=== Do this ===
Report every line of the material below that contains the string "window", copying each such line in full.
--- BEGIN Data provided ---
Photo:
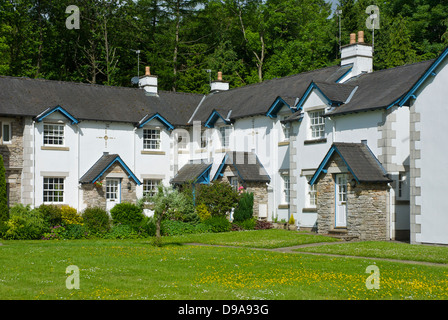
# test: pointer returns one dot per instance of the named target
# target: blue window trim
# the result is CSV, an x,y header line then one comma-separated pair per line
x,y
204,177
120,161
64,112
157,116
429,72
308,92
276,107
211,120
325,162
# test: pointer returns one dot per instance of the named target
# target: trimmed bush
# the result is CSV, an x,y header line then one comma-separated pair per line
x,y
25,224
70,216
51,213
127,213
96,220
245,209
218,224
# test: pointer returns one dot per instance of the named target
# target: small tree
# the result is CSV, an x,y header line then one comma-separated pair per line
x,y
168,202
4,211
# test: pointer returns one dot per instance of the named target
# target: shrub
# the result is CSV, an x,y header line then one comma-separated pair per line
x,y
96,220
56,233
25,224
245,209
75,231
219,197
121,231
263,225
248,224
175,228
202,212
70,216
4,214
127,213
218,224
51,213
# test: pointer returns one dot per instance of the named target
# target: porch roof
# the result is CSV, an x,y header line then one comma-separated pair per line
x,y
360,161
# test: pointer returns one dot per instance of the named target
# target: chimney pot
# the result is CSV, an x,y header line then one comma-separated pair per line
x,y
361,36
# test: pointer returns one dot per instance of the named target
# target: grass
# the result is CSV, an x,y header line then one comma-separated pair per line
x,y
267,239
135,269
390,250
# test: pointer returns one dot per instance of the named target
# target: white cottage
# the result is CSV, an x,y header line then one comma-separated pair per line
x,y
343,149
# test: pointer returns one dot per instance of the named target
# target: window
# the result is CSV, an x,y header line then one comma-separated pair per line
x,y
150,187
311,193
234,183
54,134
286,184
5,132
225,133
112,189
317,124
151,139
53,189
286,128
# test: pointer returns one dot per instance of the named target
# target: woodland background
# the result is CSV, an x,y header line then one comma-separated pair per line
x,y
248,40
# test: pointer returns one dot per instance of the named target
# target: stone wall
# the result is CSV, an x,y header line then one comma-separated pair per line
x,y
367,205
13,159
--- END Data provided ---
=== Response to the task ===
# target: blue window trim
# target: window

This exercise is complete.